DIRECTIONS FOR THIS TASK: Reading the records below, find how many lines include the word "evenodd" and give that number alone.

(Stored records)
<<<<

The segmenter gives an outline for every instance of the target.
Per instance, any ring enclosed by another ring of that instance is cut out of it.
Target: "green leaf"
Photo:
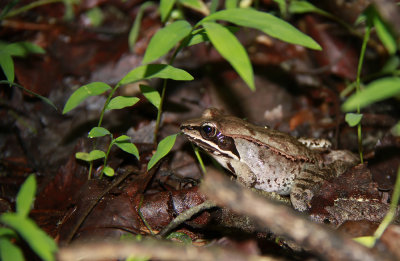
[[[250,89],[255,90],[253,67],[242,44],[222,25],[207,22],[203,26],[215,49],[235,68]]]
[[[364,236],[364,237],[355,237],[353,238],[354,241],[364,245],[366,247],[373,247],[375,245],[376,237],[374,236]]]
[[[136,67],[122,78],[119,85],[136,82],[143,79],[162,78],[175,81],[191,81],[193,76],[182,69],[167,64],[148,64]]]
[[[9,53],[11,56],[25,57],[28,54],[36,53],[36,54],[44,54],[46,51],[31,42],[16,42],[12,44],[8,44],[5,48],[5,51]]]
[[[279,11],[281,12],[281,15],[283,17],[287,16],[287,5],[285,0],[273,0],[278,6],[279,6]],[[293,1],[290,1],[293,2]]]
[[[69,97],[67,103],[64,106],[63,114],[73,110],[81,102],[90,96],[96,96],[104,93],[105,91],[111,90],[111,87],[104,82],[92,82],[83,85]]]
[[[131,138],[127,135],[121,135],[114,140],[114,142],[130,142]]]
[[[271,14],[250,8],[233,8],[213,13],[199,22],[224,20],[237,25],[258,29],[282,41],[321,50],[321,46],[308,35],[300,32],[291,24]]]
[[[151,1],[144,2],[140,8],[139,11],[136,14],[135,21],[133,22],[132,28],[129,31],[129,37],[128,37],[128,43],[129,43],[129,48],[131,51],[133,51],[133,47],[135,46],[136,40],[139,35],[139,30],[140,30],[140,24],[142,23],[142,18],[143,18],[143,13],[146,10],[146,8],[150,6],[154,6],[155,4]]]
[[[354,127],[360,123],[363,115],[358,113],[346,113],[345,121],[350,127]]]
[[[17,234],[10,228],[0,227],[0,237],[17,237]]]
[[[36,193],[36,178],[34,174],[29,175],[29,177],[25,180],[24,184],[22,184],[19,189],[17,202],[16,202],[16,210],[17,214],[22,217],[27,217],[31,207],[33,205],[33,201],[35,199]]]
[[[0,221],[13,228],[29,244],[35,253],[43,260],[51,261],[57,251],[57,245],[31,219],[15,213],[4,213]]]
[[[343,111],[363,108],[371,103],[381,101],[400,94],[400,78],[386,77],[368,84],[364,90],[350,96],[342,105]]]
[[[400,121],[390,129],[390,132],[393,136],[400,137]]]
[[[322,9],[319,9],[318,7],[314,6],[313,4],[307,1],[290,1],[289,13],[291,14],[316,13],[327,17],[332,16],[330,13],[325,12]]]
[[[237,1],[237,0],[236,0]],[[203,15],[209,15],[210,11],[208,10],[207,6],[201,0],[179,0],[183,6],[186,6],[190,9],[198,11]]]
[[[75,153],[75,158],[86,162],[90,162],[90,154],[87,152],[77,152]]]
[[[97,159],[105,158],[106,154],[101,150],[92,150],[90,153],[87,152],[77,152],[75,153],[75,158],[83,161],[94,161]]]
[[[177,239],[180,242],[184,243],[184,244],[191,244],[192,243],[192,239],[189,237],[188,234],[185,234],[183,232],[172,232],[171,234],[169,234],[167,236],[168,240],[171,239]]]
[[[397,51],[396,38],[390,32],[389,26],[382,20],[376,11],[374,12],[372,23],[375,26],[379,39],[386,47],[388,53],[391,55],[395,54]]]
[[[98,138],[103,137],[106,135],[110,135],[111,133],[103,127],[94,127],[89,131],[88,137],[89,138]]]
[[[109,177],[112,177],[112,176],[114,176],[115,171],[110,166],[105,166],[104,169],[103,169],[103,173],[106,174]]]
[[[219,5],[219,0],[211,0],[210,3],[210,13],[213,14],[217,11]]]
[[[239,31],[239,28],[236,26],[225,26],[225,28],[228,29],[232,34]],[[192,35],[190,35],[188,37],[190,37],[190,39],[189,39],[188,43],[186,44],[186,46],[192,46],[192,45],[199,44],[202,42],[210,41],[204,28],[193,31]]]
[[[400,58],[398,56],[391,56],[380,70],[381,74],[393,74],[400,66]]]
[[[161,14],[161,21],[165,22],[165,20],[168,18],[169,13],[172,10],[172,7],[174,6],[176,0],[161,0],[160,1],[160,14]]]
[[[18,4],[20,0],[11,0],[9,1],[6,6],[3,7],[3,10],[0,13],[0,20],[3,20],[3,18],[10,12],[11,9],[13,9],[14,6]]]
[[[2,261],[25,261],[21,249],[6,238],[0,238],[0,260]]]
[[[143,84],[140,85],[140,91],[142,92],[143,96],[146,97],[146,99],[157,108],[157,110],[160,109],[161,97],[158,91]]]
[[[178,134],[173,134],[165,137],[160,143],[158,143],[157,150],[151,157],[149,163],[147,164],[147,170],[150,170],[154,165],[162,159],[168,152],[172,149],[175,144],[176,136]]]
[[[89,18],[90,24],[94,27],[98,27],[104,21],[104,14],[100,7],[93,7],[86,11],[86,17]]]
[[[137,97],[117,96],[107,105],[106,110],[118,110],[135,105],[140,99]]]
[[[14,82],[14,62],[11,55],[0,51],[0,67],[9,82]]]
[[[39,94],[37,94],[37,93],[34,93],[33,91],[31,91],[31,90],[29,90],[29,89],[26,89],[24,86],[21,86],[21,85],[19,85],[19,84],[16,84],[15,82],[12,83],[12,82],[9,82],[9,81],[0,81],[0,84],[2,84],[2,83],[8,84],[8,85],[10,85],[10,86],[16,86],[16,87],[18,87],[18,88],[24,90],[25,92],[27,92],[27,93],[29,93],[29,94],[31,94],[31,95],[33,95],[33,96],[35,96],[35,97],[41,99],[42,101],[44,101],[45,103],[47,103],[48,105],[50,105],[51,107],[53,107],[55,110],[57,110],[56,105],[55,105],[51,100],[49,100],[48,98],[43,97],[43,96],[41,96],[41,95],[39,95]]]
[[[185,20],[167,25],[157,31],[150,40],[142,63],[152,62],[168,53],[180,40],[189,35],[192,26]]]
[[[133,156],[135,156],[138,160],[139,158],[139,151],[137,149],[137,147],[135,146],[135,144],[130,142],[131,138],[129,138],[126,135],[121,135],[118,138],[116,138],[114,140],[114,144],[118,146],[118,148],[120,148],[121,150],[132,154]]]
[[[238,0],[225,0],[225,9],[237,8]]]

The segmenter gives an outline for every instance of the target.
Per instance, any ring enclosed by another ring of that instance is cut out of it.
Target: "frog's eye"
[[[213,138],[217,134],[217,128],[209,123],[204,123],[200,128],[200,133],[203,138]]]

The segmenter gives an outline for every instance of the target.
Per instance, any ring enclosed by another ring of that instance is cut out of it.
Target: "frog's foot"
[[[314,193],[309,189],[300,190],[293,187],[292,193],[290,193],[290,201],[292,202],[294,209],[303,212],[311,207],[310,202],[313,196]]]
[[[290,201],[295,209],[306,211],[319,186],[330,177],[329,169],[306,165],[295,178],[290,192]]]

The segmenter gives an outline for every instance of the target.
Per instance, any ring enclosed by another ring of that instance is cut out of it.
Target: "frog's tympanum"
[[[187,138],[207,151],[247,187],[290,195],[295,209],[305,211],[320,184],[355,165],[347,151],[329,151],[323,140],[296,139],[207,109],[201,118],[181,125]],[[322,144],[325,156],[321,152]],[[345,166],[345,167],[343,167]]]

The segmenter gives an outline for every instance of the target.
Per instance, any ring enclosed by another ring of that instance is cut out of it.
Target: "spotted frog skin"
[[[253,125],[213,108],[200,118],[182,123],[180,128],[240,183],[290,195],[293,207],[299,211],[310,207],[314,192],[323,181],[342,174],[357,162],[347,151],[330,151],[323,157],[320,147],[314,149],[316,142],[300,142],[284,132]],[[313,149],[305,144],[311,144]]]

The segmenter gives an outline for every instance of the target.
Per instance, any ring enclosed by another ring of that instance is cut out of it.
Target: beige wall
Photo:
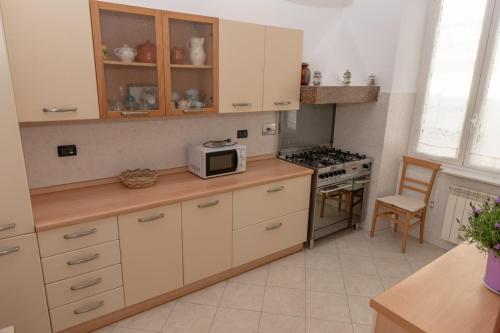
[[[275,112],[144,121],[24,127],[21,137],[30,188],[118,175],[124,169],[168,169],[186,165],[191,143],[232,138],[248,129],[248,156],[274,154],[277,136],[262,136]],[[78,155],[58,157],[57,146],[76,144]]]

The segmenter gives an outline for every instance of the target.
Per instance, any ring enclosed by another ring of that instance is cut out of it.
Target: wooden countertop
[[[201,179],[184,171],[160,176],[145,189],[105,184],[34,195],[31,204],[36,231],[43,231],[312,173],[272,158],[248,162],[246,172],[234,175]]]
[[[462,244],[370,305],[409,332],[498,333],[500,296],[482,285],[486,254]]]

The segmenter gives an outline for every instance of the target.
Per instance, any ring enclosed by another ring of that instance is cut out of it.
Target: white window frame
[[[494,178],[497,178],[499,175],[498,171],[471,166],[467,162],[466,157],[471,148],[468,143],[472,138],[473,130],[475,130],[474,125],[481,109],[480,101],[482,100],[484,94],[487,92],[486,88],[488,82],[486,80],[481,80],[481,78],[483,75],[488,75],[488,71],[485,70],[485,68],[487,69],[489,68],[489,66],[485,67],[485,64],[491,64],[491,62],[493,61],[493,50],[495,49],[494,43],[498,24],[500,22],[500,0],[487,0],[485,17],[481,30],[481,39],[479,41],[476,63],[471,81],[472,83],[469,93],[469,101],[467,104],[457,158],[439,157],[417,152],[417,144],[421,130],[424,102],[429,83],[429,75],[431,73],[432,56],[434,54],[436,30],[441,15],[442,1],[443,0],[431,0],[429,3],[427,24],[422,48],[422,58],[420,63],[420,76],[417,86],[417,96],[415,109],[413,112],[408,152],[410,155],[415,157],[443,162],[444,166],[450,169],[459,169],[470,174],[493,176]]]

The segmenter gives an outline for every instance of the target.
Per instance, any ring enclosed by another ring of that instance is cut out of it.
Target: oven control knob
[[[342,174],[344,175],[346,173],[345,169],[340,170]]]
[[[368,169],[370,166],[368,164],[363,164],[363,169]]]
[[[334,172],[330,172],[328,175],[329,175],[330,177],[335,176],[335,171],[334,171]]]
[[[323,179],[323,178],[325,178],[325,175],[321,174],[321,175],[319,175],[319,178]]]
[[[334,171],[334,172],[333,172],[333,175],[334,175],[334,176],[338,175],[338,172],[337,172],[337,171]]]

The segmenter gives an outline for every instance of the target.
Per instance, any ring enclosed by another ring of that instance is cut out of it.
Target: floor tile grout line
[[[262,296],[262,304],[260,305],[260,315],[259,315],[259,323],[257,324],[257,332],[260,332],[260,323],[262,321],[262,313],[264,312],[264,301],[266,299],[267,293],[267,284],[269,281],[269,271],[271,270],[271,265],[267,265],[266,267],[266,284],[264,285],[264,295]]]
[[[221,303],[222,303],[222,299],[224,298],[224,294],[226,293],[226,289],[227,289],[227,285],[229,284],[229,280],[230,279],[226,279],[224,280],[224,290],[222,291],[221,295],[220,295],[220,298],[219,298],[219,302],[217,304],[217,309],[215,310],[215,314],[212,318],[212,322],[210,323],[210,326],[208,327],[208,332],[211,332],[212,331],[212,327],[214,326],[214,323],[215,323],[215,319],[217,318],[217,313],[219,312],[219,310],[221,309]],[[220,282],[219,282],[220,283]],[[222,308],[223,309],[223,308]]]

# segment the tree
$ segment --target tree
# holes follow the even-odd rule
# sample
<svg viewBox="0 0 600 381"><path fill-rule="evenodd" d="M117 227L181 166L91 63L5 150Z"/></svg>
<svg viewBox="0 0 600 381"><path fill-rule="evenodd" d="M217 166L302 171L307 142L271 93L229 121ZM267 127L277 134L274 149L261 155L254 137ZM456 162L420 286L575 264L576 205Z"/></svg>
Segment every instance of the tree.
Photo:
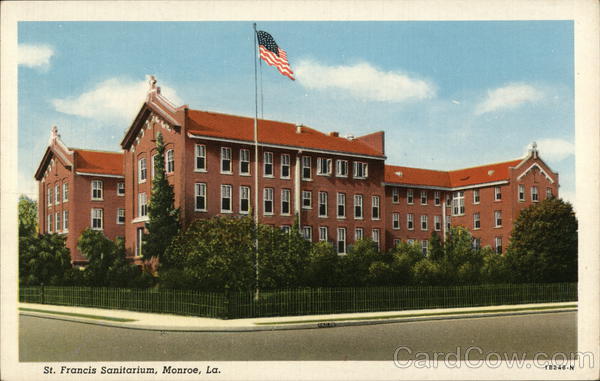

>>>>

SOLUTION TO THIS EXERCISE: 2